• **SET TASK**: Copy the following lines word for word, every one of them, with nothing changed.

• **DATA SECTION**:

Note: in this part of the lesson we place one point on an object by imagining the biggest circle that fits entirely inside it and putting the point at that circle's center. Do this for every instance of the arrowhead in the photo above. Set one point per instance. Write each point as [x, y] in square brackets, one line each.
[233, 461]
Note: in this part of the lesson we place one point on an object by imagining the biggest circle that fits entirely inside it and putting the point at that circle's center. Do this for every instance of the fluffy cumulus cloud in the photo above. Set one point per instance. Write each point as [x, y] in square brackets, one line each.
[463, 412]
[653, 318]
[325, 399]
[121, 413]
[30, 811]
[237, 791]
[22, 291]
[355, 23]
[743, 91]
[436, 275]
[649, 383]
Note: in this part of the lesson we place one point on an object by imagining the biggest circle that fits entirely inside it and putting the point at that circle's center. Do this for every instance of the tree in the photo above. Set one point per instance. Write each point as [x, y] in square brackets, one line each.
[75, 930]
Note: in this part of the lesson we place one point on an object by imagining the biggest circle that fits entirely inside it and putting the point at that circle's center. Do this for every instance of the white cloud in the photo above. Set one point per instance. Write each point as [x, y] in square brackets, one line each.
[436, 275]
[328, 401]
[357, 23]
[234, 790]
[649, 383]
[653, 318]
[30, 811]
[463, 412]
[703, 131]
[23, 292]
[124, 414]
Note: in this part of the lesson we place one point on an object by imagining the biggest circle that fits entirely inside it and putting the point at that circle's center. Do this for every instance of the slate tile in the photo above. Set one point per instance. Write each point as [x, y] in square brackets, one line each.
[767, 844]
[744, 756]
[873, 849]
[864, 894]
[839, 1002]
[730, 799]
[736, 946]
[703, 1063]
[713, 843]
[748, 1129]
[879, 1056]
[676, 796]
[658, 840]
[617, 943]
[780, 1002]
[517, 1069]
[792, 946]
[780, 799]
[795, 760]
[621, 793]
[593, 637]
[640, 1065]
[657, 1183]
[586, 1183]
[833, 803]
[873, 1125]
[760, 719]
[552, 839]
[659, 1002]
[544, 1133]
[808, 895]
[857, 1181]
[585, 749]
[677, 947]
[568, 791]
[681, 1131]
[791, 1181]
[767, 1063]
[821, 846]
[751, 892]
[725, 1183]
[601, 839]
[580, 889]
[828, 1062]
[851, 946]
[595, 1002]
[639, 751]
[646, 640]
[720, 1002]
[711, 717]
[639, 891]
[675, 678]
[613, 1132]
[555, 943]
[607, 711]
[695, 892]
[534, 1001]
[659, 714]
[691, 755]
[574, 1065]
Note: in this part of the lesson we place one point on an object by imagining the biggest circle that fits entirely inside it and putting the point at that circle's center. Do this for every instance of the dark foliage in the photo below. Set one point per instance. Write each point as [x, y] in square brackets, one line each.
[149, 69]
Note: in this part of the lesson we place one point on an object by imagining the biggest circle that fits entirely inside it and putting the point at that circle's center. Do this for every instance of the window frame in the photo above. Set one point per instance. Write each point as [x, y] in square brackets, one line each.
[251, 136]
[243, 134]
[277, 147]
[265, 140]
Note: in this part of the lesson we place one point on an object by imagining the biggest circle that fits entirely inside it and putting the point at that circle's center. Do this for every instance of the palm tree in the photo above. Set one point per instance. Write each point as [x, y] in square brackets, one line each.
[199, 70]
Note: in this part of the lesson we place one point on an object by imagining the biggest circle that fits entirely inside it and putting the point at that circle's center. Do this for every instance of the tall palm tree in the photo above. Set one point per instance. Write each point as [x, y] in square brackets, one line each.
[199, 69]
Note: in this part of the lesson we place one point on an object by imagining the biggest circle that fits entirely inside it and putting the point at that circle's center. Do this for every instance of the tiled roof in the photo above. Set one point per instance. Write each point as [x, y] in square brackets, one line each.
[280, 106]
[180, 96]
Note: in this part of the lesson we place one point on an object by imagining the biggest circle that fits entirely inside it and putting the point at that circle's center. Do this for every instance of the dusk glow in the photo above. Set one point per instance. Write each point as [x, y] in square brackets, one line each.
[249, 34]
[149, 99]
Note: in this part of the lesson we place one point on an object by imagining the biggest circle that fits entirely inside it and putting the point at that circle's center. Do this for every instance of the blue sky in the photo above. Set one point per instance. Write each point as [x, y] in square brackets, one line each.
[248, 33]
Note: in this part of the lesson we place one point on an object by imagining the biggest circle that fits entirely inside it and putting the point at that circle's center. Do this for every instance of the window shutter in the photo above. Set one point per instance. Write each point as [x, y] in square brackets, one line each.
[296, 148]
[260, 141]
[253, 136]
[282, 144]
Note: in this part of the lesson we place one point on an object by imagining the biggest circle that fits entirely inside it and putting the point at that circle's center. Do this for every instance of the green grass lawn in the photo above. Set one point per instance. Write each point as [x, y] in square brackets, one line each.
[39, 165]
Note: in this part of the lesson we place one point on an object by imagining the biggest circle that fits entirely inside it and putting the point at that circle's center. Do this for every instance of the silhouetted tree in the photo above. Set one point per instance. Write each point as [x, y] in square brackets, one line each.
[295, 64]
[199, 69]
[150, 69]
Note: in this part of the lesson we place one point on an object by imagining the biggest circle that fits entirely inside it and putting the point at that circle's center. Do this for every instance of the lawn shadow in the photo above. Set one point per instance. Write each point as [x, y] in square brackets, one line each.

• **COMPLETE RESPONSE**:
Note: in this part of the lesson we place one point on an object by imagining the biggest circle that fits entirely inside it and putting the point at that circle's center. Do this for every instance of the arrowhead in the photo above. Set one point per instance. Write each point as [x, y] in square brackets, one line each.
[233, 461]
Note: in this part of the lesson we place one point on an object by imagining the biggest circle that fits entirely inside it and putting the point at that circle's center. Do this for every instance of the fluffy cumulus cloud in the photo above. Set one point per instance. Write each point as [x, y] in square brackets, one line each.
[463, 412]
[653, 318]
[325, 399]
[121, 413]
[30, 811]
[237, 791]
[22, 291]
[355, 23]
[743, 91]
[436, 275]
[649, 383]
Note: in this part of the lesson we place one point on an object by imagining the biggest circle that fits entirely inside it and putting the point at that circle's center. Do this for every instance of the tree in the photo above. Set one point per instance. Write each point as [x, y] in square brackets, one line each.
[75, 930]
Note: in this part of the lesson we place one point on an object by imagining the biggest circle that fits entirely inside it and putting the point at that circle's center. Do this for every instance of the white cloud in the photo above. Set one point per instance. Write each point as [x, y] in square brackets, one line each.
[436, 275]
[328, 401]
[357, 23]
[234, 790]
[649, 383]
[653, 318]
[30, 811]
[463, 412]
[703, 131]
[23, 292]
[124, 414]
Note: in this part of the lesson we place one point on an object by imagining the biggest circle that fits entirely inside it and putting the point at that circle's center. Do this for every instance of the slate tile in the photo above. Set one point per instance. Write each point as [x, y] in square brackets, one line each.
[767, 844]
[744, 756]
[873, 849]
[864, 894]
[839, 1002]
[730, 799]
[736, 946]
[703, 1063]
[713, 843]
[748, 1129]
[879, 1056]
[676, 796]
[658, 840]
[617, 943]
[780, 1002]
[517, 1069]
[792, 946]
[780, 799]
[795, 760]
[621, 793]
[593, 637]
[640, 1065]
[657, 1183]
[586, 1183]
[833, 803]
[873, 1125]
[760, 719]
[552, 839]
[659, 1002]
[544, 1133]
[808, 895]
[857, 1181]
[585, 749]
[677, 947]
[568, 791]
[681, 1131]
[791, 1181]
[767, 1063]
[821, 846]
[751, 892]
[725, 1183]
[601, 839]
[580, 889]
[828, 1062]
[851, 946]
[595, 1002]
[639, 751]
[646, 640]
[720, 1002]
[711, 717]
[639, 891]
[675, 678]
[613, 1132]
[555, 943]
[607, 711]
[695, 892]
[534, 1001]
[659, 714]
[691, 755]
[574, 1065]
Note: in this part of the lesson we place one point on an object by imagining the biggest circle that fits entirely inside it and putting the point at that circle's center. Do this for every instance of the dark foliage in the photo below. Set one point per instance. Write each point as [x, y] in square brackets, one line each.
[149, 69]
Note: in this part of the lesson we place one point on an object by imagining the biggest circle that fits entirely inside it and putting the point at that circle's center. Do this for every instance of the window frame in the photo above. Set one point per instance. Write each point as [x, y] in square brackets, one line each.
[251, 136]
[243, 134]
[277, 147]
[265, 140]
Note: in this part of the lesson we place one point on an object by imagining the biggest circle that fits entirely inside it and putting the point at that circle's center. Do this for every instance of the palm tree in the photo above. Set one point per instance. Write each point as [x, y] in square brackets, one line each.
[199, 70]
Note: in this part of the lesson we place one point on an object by imagining the biggest circle that fits entirely inside it and putting the point at that circle's center. Do this for every instance of the tall palm tree in the photo above. Set one point per instance. Write each point as [x, y] in square brackets, one line each.
[199, 69]
Note: in this part of the lesson we place one point on an object by imagining the biggest circle that fits entirely inside it and putting the point at that circle's center. Do this for every instance of the tiled roof in the photo above. Set one point per instance. Write each point as [x, y] in square brackets, one line each.
[280, 106]
[180, 96]
Note: in this part of the lesson we place one point on an object by imagining the biggest circle that fits entirely inside it and putting the point at that circle's center. Do this for every instance of the dusk glow in the photo above. Set one point per instance. Write each point as [x, y] in square brackets, one line each.
[249, 34]
[149, 99]
Note: in this part of the lesson we place one point on an object by imagining the biggest circle that fits entirely inside it and putting the point at that circle's center. Do this for every instance of the blue sky in the photo above. Set one point per instance. Write each point as [x, y] in square brackets, one line each.
[248, 33]
Note: in this part of the lesson we place one point on an object by imagining the biggest circle that fits entirely inside it and putting the point at that circle's center. Do this for every instance of the window shutter in the photo above. Set one point per instance. Write each point as [x, y] in square brackets, one line each.
[296, 148]
[260, 141]
[253, 136]
[282, 144]
Note: in this part of the lesson we place one point on an object by imagining the biggest circle that fits entirely inside it and putting the point at that circle's center. Do this for every instance of the green grass lawn in the photo above. Set one point per instance. Write each point as [x, y] in square brackets, one line each.
[39, 165]
Note: in this part of the lesson we place one point on an object by imagining the biggest circle that fits entirely inside it and putting the point at that circle's center. Do this for every instance of the silhouetted tree in the photo above. Set one point per instance. Write each point as [x, y] in square brackets, one line each.
[295, 64]
[199, 69]
[150, 69]
Note: in this part of the lesson we place one point on an object by imagining the biggest circle that fits entirely inside it and putting the point at that circle's center. Do this for every instance of the lawn shadow in the photo above. Set one point per instance. Write each point as [x, y] in square brackets, one line each.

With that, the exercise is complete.